Provided passage:
·····
IR476 Half Unit
Gender, Sexuality, Race and the Politics of Violence
This information is for the 2025/26 session.
Availability
This course is available on the MSc in International Relations, MSc in International Relations (LSE and Sciences Po) and MSc in International Relations (Research). This course is not available as an outside option to students on other programmes. This course uses controlled access as part of the course selection process.
How to apply: All students must include a brief written statement of no more than 200 words explaining why they wish to take the course and how it will benefit their academic/career goals.
Places on capped courses cannot be guaranteed.
Deadline for application: The deadline for applications is 12:00 noon on Friday 26 September 2025.
You can expect to be informed of the outcome of your application by 12:00 noon on Monday 29 September 2025.
For questions about the academic content of a Department of International Relations course, students should contact the teacher responsible as listed in the hyperlinked course guide.
For questions about your programme regulations, please contact your programme convenor/director or your Academic Mentor.
For questions about the process of applying to a Department of International Relations course, if not already clear from the information provided, please contact ir.msc@lse.ac.uk.
Students are advised to check the MSc Course Availability Spreadsheet.xlsx for information on the remaining availability of EU4, DV4, GV4, IR4, PP4 and SO4 courses after 12:00 noon Monday 29 September.
·····
Instruction: Please carry on the IR476 course page from the point where it stops. These records have nothing to do with the IR476 course page.

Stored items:
·····
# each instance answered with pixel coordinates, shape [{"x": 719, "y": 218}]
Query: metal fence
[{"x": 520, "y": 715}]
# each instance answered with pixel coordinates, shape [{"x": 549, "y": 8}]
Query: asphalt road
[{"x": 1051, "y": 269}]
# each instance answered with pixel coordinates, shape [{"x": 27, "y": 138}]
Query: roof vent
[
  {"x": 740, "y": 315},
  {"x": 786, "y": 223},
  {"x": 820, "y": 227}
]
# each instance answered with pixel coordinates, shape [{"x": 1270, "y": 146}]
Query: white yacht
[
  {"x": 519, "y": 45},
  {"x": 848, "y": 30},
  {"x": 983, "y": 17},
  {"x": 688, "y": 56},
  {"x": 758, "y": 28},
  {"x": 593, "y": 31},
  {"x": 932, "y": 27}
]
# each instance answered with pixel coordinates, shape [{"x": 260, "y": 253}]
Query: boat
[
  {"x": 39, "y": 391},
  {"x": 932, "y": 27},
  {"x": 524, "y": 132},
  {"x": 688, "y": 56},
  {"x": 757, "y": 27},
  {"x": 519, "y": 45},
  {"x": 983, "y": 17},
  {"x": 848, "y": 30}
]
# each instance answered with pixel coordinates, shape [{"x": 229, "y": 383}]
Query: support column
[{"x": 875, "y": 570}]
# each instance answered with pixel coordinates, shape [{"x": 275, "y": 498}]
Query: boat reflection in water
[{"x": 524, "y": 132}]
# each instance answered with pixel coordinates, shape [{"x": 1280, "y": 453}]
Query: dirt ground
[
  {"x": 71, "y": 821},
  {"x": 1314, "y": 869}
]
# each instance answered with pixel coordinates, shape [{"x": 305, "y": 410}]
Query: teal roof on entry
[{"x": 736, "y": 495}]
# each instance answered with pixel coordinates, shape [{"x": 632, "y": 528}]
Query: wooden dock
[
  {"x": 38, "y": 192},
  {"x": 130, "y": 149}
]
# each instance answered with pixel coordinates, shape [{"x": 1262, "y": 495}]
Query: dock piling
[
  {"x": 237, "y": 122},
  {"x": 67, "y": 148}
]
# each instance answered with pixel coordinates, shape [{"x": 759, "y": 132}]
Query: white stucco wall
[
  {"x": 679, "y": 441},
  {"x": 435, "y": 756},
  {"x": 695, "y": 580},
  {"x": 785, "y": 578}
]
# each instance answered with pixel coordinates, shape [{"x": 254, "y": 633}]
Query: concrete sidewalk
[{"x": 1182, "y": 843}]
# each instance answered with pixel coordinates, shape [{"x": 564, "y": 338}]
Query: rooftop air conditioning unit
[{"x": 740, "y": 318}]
·····
Output:
All students are required to obtain permission of the Teacher Responsible by completing the online application linked to LSE for You. Admission to the course is not guaranteed.
Course content
This course foregrounds gender, race, sexuality – as embodied, as social, and as forms of intersectional hierarchy/ies – to examine the interrelation of seemingly-disparate practices of violence and manifestations of conflict. It moves away from the concept of “security” to highlight assemblages of threats and vulnerabilities that connect and challenge traditional international relations concepts of both scale (e.g. local, national, international etc.) as well as the legitimately “political”. The course encourages students to consider not only the ways different practices of violence are gendered, racialised, and sexualised, but also how these violences are implicated in social power relations, and the production of order/normality. The course examines both practices of violence and resistances violence. Particular thematic emphasis is placed on the questions of what constitute violence, and how this key conceptualisation relates to our ways of analysing, interpreting, and making sense, both academically and experientially, of the phenomenon.
Teaching
20 hours of seminars in the Winter Term.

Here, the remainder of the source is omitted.